Exercise task – Go through the entries and transcribe each one exactly, dropping the pictures.

Supplied records –
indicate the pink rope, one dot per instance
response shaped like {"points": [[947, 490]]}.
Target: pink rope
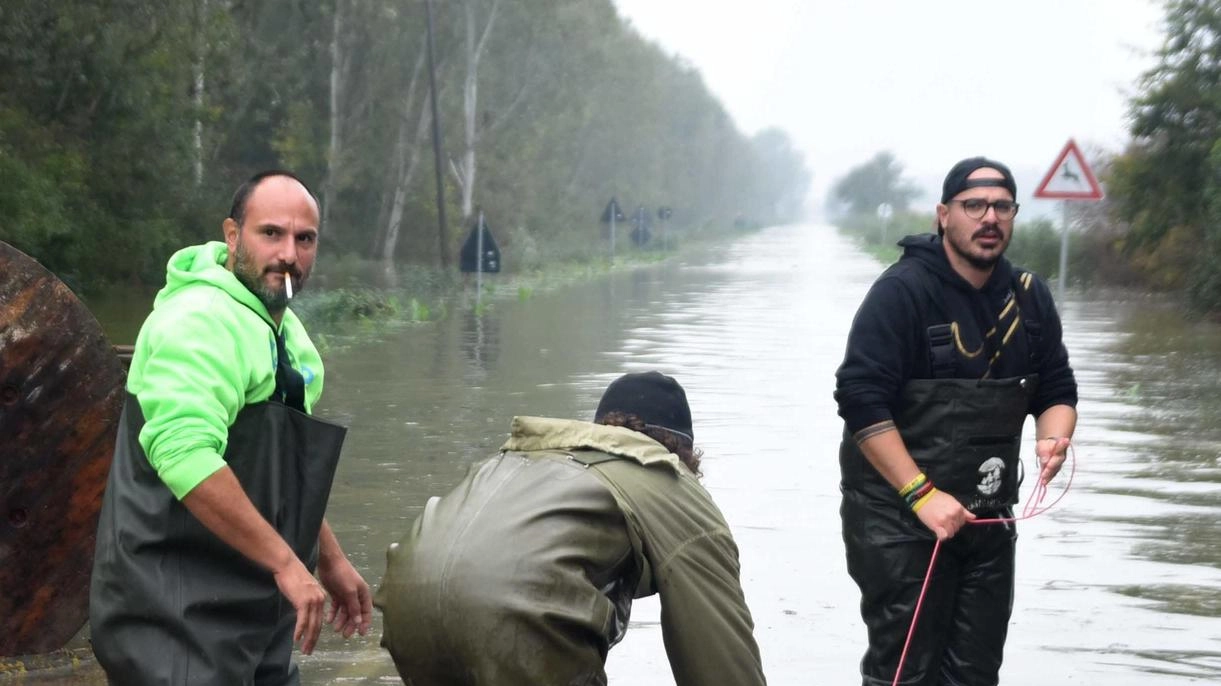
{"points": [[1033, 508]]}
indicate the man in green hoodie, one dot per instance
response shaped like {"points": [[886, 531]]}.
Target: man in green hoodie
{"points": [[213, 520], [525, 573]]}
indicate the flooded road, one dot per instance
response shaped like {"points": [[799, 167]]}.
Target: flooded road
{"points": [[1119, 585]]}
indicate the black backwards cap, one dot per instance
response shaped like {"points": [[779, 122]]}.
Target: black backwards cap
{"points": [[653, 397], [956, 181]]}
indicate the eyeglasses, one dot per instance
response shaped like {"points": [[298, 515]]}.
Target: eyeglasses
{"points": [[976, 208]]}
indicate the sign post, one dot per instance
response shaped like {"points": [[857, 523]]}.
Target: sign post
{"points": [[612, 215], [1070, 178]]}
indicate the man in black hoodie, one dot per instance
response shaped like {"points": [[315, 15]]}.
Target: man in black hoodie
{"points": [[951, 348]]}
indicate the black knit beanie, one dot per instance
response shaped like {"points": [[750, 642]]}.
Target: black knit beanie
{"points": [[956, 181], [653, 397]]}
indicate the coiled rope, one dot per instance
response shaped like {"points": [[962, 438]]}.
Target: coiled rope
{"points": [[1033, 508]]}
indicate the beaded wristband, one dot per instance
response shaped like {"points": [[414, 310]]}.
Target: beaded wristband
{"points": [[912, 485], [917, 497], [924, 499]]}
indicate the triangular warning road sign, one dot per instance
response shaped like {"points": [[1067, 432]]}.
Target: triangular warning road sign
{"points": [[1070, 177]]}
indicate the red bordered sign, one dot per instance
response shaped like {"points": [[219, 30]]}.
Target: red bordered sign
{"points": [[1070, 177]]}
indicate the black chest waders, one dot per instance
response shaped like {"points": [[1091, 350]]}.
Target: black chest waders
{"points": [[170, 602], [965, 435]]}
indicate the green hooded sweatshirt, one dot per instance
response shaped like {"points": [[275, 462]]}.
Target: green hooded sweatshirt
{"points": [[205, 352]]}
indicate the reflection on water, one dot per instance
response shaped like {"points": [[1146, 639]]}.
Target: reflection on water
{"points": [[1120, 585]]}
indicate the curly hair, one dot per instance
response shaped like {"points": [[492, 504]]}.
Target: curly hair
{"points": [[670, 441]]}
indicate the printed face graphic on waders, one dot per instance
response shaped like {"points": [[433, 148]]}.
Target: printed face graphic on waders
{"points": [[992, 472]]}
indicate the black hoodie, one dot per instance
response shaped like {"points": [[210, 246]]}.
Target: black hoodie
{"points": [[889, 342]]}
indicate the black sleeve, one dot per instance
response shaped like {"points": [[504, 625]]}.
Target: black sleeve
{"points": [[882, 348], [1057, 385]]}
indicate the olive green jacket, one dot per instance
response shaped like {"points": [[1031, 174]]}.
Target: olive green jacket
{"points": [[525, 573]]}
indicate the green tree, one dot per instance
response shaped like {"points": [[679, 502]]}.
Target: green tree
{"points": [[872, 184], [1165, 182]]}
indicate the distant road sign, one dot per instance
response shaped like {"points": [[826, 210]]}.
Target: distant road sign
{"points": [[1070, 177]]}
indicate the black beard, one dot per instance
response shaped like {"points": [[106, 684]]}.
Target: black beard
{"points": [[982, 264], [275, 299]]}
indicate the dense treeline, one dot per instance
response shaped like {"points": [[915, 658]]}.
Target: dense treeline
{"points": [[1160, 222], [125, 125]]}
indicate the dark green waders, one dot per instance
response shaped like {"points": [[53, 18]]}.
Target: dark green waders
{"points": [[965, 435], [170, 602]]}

Exercise output –
indicate the pink rope, one dot per instance
response shaped like {"points": [[947, 490]]}.
Target: pink rope
{"points": [[1033, 508]]}
indicate the man in green hoodie, one dot per instance
response shaped like {"points": [[886, 531]]}.
Target: man in green hoodie
{"points": [[213, 520], [525, 573]]}
indicate the flooded road, one dot per instance
response shaped like {"points": [[799, 167]]}.
Target: flooded road
{"points": [[1119, 585]]}
indicate the black backwards cap, one dot per instance
response shaped like {"points": [[779, 122]]}.
Target: black backwards cap
{"points": [[653, 397], [956, 181]]}
indicate the eyeglasses, one dot per instance
response shaped like {"points": [[298, 515]]}.
Target: eyeglasses
{"points": [[976, 208]]}
indicate the sign post, one dot per instance
response shaped like {"points": [[857, 523]]}.
Target: sign post
{"points": [[612, 215], [1070, 178]]}
indicate the man in black hoodie, one dot per instance
response shaped like {"points": [[315, 15]]}.
Target: man in black hoodie
{"points": [[951, 348]]}
indicate the black knit beanie, one dot per instance
response shaped like {"points": [[750, 642]]}.
Target: black knit beanie
{"points": [[956, 181], [653, 397]]}
indicate the coiled rope, one dot per instance
response shaped like {"points": [[962, 438]]}.
Target: coiled rope
{"points": [[1033, 508]]}
indicate the beaded wristband, one dot per instance
response shaped like {"points": [[414, 310]]}.
Target: beaded wristband
{"points": [[912, 485], [917, 497], [924, 499]]}
indicate the triangular warning road sign, one dot per instance
response shaped like {"points": [[1067, 432]]}.
Target: triangular warning road sign
{"points": [[1070, 177]]}
indicate the red bordered sign, one dot per instance
response shaped like {"points": [[219, 30]]}.
Target: red bordered sign
{"points": [[1070, 177]]}
indicate the black chest waders, one dot per instance
response shaped like {"points": [[1091, 350]]}.
Target: black chest waders
{"points": [[170, 602], [965, 435]]}
indicate the green hooded sweatshirt, one dot per instance
response shaped like {"points": [[275, 462]]}.
Target: green hooded sweatshirt
{"points": [[205, 352]]}
indicate the reflection on water, one dot per instance
response shaped like {"points": [[1146, 639]]}.
Target: reflection on water
{"points": [[1120, 585]]}
indicate the curly hair, one dot per instance
response shaped like {"points": [[492, 504]]}.
Target: curly hair
{"points": [[670, 441]]}
indicate the printed face graphic on waders, one dot per instance
response shaped like {"points": [[433, 148]]}.
Target: printed face graphic on waders
{"points": [[992, 472]]}
indicate the black hoodie, one dot per instance
response shaped like {"points": [[210, 246]]}.
Target: black hoodie
{"points": [[889, 342]]}
indicate the black sleeve, one dot per instance
response shaped like {"points": [[504, 625]]}.
Target: black sleeve
{"points": [[882, 348], [1057, 385]]}
indicate the olive green jacket, one dot per instance
response shaped like {"points": [[1031, 174]]}.
Target: olive green jacket
{"points": [[525, 573]]}
indicate the green tree, one dot per instance
response shaped like {"points": [[679, 502]]}.
Target: green tree
{"points": [[872, 184], [1165, 182]]}
indicate the distant road sign, one dot per instance
response shaped like {"points": [[826, 210]]}.
Target: distant road sign
{"points": [[1070, 177]]}
indicate the black beard, one dot per instance
response shaped like {"points": [[106, 684]]}.
Target: black beard
{"points": [[982, 264], [275, 299]]}
indicate the dense treeline, one dot per instance
response shaped like {"points": [[915, 658]]}.
Target: dense treeline
{"points": [[1160, 222], [125, 125]]}
indicate the dark green waders, one dot per instance
response shaped like {"points": [[53, 18]]}.
Target: dark green waders
{"points": [[965, 435], [170, 602]]}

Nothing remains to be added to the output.